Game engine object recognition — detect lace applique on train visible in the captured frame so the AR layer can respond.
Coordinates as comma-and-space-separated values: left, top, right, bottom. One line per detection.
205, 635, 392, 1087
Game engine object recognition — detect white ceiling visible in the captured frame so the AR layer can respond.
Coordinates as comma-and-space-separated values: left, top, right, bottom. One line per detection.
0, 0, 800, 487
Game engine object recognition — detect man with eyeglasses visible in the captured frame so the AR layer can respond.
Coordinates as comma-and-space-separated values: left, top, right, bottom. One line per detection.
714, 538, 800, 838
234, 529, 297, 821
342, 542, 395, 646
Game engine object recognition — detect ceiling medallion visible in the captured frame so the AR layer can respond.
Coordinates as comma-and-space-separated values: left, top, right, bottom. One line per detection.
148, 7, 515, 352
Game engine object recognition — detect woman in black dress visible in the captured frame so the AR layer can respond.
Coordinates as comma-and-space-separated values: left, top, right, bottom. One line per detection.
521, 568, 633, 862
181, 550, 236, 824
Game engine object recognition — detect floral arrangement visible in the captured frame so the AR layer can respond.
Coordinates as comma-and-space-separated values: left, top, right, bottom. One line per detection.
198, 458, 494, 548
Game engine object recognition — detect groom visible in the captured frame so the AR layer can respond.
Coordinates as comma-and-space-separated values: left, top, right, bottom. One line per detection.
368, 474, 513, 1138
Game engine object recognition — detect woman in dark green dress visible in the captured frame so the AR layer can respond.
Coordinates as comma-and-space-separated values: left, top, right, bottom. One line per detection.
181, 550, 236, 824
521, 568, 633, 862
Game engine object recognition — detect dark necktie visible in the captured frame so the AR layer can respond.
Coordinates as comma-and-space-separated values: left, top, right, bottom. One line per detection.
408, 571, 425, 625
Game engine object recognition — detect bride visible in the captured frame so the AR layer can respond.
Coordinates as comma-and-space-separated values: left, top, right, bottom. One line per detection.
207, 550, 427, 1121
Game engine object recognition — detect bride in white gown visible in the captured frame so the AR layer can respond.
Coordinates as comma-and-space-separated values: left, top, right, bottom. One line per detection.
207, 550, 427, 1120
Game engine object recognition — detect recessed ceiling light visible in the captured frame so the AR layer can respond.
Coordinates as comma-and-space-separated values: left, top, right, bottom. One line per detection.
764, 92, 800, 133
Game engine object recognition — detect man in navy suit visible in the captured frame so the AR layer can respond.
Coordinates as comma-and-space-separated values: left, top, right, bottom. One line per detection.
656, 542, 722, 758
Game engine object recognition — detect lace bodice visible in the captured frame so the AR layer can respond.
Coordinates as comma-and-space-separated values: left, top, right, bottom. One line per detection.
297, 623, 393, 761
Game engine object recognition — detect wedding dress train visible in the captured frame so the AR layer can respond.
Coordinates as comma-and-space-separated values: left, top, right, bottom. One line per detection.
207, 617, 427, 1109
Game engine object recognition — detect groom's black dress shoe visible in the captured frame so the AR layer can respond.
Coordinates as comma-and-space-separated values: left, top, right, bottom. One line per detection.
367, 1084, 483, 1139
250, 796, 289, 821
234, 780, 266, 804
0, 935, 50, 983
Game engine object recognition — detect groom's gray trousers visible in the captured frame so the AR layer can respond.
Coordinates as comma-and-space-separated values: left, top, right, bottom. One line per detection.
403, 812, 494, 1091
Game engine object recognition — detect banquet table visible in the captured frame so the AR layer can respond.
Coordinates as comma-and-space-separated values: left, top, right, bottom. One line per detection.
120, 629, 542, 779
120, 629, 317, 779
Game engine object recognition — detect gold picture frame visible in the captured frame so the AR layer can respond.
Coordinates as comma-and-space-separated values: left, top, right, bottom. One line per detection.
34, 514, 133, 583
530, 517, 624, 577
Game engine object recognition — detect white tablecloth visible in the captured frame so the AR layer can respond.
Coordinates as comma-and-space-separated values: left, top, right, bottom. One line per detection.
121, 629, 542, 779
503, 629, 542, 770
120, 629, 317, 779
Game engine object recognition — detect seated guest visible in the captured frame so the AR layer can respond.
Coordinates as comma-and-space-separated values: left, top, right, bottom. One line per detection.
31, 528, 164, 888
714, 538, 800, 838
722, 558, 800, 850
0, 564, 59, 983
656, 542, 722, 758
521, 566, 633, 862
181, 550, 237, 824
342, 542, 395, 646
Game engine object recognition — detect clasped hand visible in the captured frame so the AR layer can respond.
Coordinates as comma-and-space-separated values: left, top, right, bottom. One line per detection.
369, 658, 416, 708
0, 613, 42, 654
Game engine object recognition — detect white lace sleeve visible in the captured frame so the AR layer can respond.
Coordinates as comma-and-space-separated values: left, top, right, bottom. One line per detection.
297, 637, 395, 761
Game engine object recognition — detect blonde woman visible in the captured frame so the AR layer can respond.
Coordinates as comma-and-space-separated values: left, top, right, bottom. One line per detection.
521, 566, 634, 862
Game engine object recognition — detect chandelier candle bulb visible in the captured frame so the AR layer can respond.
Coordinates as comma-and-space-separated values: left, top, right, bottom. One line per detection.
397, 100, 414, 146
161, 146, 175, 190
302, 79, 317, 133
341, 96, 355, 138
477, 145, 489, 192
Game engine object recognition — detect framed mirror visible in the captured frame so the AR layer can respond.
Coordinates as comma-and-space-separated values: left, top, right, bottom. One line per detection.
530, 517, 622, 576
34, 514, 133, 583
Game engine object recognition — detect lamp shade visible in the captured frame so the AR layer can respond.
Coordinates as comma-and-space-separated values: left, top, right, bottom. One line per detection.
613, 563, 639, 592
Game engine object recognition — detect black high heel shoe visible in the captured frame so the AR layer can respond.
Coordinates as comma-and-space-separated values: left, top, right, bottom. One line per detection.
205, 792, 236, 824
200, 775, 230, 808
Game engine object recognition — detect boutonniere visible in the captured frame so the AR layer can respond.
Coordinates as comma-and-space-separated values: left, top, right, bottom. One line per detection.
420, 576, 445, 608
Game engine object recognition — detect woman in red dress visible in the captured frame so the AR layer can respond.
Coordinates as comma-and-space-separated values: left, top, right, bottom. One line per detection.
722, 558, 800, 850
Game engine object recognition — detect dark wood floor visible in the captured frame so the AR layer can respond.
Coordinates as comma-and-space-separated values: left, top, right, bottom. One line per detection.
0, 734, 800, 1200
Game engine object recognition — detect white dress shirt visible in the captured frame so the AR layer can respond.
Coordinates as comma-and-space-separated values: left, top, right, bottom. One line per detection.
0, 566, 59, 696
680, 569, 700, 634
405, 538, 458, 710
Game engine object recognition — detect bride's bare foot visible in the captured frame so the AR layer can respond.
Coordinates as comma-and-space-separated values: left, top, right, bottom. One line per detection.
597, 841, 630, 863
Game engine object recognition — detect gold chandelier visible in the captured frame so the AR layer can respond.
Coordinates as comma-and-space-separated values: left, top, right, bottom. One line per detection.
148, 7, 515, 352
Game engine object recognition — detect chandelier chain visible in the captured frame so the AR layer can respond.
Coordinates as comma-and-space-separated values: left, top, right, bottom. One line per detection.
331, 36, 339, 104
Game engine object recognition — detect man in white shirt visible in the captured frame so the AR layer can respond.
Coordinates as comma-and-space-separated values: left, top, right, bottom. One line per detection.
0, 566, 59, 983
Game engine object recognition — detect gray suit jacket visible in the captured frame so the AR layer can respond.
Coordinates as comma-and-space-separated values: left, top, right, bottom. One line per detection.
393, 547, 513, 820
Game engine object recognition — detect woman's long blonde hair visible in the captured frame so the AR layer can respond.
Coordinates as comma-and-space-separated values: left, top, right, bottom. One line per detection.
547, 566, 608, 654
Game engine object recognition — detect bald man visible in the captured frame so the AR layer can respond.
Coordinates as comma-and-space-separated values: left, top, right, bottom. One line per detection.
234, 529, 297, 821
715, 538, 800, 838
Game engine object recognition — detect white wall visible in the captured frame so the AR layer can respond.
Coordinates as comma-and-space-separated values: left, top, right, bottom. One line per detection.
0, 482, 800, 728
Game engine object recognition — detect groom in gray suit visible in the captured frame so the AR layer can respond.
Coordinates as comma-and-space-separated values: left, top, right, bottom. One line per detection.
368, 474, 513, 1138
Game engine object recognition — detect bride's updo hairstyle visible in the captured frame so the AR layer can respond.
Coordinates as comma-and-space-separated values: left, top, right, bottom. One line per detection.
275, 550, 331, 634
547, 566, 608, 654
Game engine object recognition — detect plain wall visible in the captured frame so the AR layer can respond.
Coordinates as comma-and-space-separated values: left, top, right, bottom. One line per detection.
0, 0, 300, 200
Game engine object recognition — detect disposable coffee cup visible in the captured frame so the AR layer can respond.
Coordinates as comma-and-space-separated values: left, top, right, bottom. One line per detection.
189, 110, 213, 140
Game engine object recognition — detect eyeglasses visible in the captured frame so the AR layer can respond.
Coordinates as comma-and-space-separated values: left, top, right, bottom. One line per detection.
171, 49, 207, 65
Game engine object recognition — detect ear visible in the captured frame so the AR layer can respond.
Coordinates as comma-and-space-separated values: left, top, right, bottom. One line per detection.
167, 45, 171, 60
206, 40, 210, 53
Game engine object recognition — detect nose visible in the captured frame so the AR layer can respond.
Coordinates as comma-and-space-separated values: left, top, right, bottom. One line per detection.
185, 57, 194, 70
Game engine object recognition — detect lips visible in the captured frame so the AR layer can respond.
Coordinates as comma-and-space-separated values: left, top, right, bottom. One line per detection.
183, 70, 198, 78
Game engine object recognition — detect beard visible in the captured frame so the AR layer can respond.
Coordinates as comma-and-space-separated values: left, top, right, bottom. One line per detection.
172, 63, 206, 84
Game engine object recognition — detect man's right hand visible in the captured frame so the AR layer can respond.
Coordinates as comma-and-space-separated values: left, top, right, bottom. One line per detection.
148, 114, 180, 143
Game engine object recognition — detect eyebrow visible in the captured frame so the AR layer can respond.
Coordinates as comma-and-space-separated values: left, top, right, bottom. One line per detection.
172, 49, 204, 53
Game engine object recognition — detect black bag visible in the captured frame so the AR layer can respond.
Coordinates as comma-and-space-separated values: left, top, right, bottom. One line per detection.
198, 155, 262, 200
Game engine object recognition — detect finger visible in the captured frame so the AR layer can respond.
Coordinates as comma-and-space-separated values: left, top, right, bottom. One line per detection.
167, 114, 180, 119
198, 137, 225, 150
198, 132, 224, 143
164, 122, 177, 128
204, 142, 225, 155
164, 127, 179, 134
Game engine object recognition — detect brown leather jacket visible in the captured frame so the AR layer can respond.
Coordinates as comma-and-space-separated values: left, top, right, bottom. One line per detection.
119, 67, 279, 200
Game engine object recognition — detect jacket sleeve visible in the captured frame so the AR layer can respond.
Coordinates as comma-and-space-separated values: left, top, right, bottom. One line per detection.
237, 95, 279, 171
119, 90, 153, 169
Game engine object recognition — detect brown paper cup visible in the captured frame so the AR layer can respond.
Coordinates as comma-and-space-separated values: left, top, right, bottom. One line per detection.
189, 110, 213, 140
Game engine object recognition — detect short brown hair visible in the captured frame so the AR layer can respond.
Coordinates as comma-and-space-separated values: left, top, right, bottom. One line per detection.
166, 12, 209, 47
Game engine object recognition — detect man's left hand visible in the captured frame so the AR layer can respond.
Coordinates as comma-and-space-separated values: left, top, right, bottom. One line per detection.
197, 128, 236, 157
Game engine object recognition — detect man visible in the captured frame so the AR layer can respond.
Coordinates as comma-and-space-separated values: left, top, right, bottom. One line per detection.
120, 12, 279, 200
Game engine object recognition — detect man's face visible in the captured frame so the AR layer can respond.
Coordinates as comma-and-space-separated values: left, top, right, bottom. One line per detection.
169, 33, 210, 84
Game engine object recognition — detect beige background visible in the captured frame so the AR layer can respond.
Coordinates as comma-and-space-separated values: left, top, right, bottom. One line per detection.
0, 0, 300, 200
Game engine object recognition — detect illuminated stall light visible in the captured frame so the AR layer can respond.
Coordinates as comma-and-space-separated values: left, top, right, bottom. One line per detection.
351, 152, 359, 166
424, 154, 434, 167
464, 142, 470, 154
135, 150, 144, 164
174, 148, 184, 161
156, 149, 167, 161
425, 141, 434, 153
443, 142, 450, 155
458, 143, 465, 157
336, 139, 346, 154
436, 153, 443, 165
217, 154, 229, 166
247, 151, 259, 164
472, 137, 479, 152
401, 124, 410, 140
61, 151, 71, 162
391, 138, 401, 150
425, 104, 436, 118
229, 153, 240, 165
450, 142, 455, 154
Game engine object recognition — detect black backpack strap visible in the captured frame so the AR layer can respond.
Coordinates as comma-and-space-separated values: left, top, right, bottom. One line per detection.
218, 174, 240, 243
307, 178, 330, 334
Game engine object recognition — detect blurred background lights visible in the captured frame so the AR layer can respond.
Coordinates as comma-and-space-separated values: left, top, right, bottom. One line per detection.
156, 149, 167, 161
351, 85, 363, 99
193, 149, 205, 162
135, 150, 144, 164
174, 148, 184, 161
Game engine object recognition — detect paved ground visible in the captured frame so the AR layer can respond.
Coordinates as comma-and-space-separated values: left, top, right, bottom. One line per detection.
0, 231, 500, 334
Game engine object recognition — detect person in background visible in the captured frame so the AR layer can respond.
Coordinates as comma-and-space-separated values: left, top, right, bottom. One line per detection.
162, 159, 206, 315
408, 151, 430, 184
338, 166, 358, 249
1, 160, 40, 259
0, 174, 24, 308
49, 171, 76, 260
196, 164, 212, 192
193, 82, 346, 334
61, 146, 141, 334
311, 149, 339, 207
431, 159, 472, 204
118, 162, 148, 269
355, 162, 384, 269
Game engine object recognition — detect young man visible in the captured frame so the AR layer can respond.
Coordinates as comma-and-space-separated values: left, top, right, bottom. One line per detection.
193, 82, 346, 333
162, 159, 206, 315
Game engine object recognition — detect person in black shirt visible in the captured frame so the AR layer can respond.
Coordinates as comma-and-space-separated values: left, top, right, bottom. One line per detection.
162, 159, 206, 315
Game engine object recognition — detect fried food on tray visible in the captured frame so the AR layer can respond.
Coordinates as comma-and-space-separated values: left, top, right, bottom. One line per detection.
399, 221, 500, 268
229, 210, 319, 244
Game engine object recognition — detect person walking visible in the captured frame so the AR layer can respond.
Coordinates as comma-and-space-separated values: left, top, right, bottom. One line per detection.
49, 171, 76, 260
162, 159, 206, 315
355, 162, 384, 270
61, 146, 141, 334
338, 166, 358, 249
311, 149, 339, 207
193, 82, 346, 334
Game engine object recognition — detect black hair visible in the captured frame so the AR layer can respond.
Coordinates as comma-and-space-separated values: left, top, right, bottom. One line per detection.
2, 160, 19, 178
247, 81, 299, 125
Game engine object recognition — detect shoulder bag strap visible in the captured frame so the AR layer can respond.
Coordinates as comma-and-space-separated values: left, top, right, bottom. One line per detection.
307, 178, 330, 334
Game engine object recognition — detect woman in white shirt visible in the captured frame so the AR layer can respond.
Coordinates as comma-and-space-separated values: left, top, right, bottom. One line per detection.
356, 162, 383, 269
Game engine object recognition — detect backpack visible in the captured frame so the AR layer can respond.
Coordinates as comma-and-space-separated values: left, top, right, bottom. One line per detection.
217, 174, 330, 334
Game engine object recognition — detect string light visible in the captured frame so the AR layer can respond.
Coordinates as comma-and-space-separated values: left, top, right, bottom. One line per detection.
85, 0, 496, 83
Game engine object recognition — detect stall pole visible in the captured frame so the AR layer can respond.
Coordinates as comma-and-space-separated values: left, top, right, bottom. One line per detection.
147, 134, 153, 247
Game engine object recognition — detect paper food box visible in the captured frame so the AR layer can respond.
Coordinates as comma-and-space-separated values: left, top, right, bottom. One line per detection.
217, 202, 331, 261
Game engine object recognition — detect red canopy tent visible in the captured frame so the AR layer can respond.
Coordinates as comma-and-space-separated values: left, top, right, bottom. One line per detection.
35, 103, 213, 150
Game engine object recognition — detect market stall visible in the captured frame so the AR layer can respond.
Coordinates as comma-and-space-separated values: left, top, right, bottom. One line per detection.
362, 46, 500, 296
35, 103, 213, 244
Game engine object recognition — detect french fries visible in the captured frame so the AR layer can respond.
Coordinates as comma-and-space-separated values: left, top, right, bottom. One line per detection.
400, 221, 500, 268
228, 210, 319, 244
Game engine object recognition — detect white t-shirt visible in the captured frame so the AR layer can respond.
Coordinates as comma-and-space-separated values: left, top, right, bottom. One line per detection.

══════════

▸ WHAT IS ASKED
Write out only what runs from the line holding "Game engine object recognition — detect french" through the last line of the records, exactly as shown.

▸ EXPECTED ANSWER
Game engine object recognition — detect french fries visible in the captured frame so the AR layer can respond.
Coordinates as comma-and-space-separated values: left, top, right, bottom. One line per detection.
400, 221, 500, 268
228, 210, 319, 244
Game engine object recognition — detect white t-shirt visible in the captured frame so the AR layer can respond.
Coordinates as comma-and-space-separated values: left, top, right, bottom. One line per detection.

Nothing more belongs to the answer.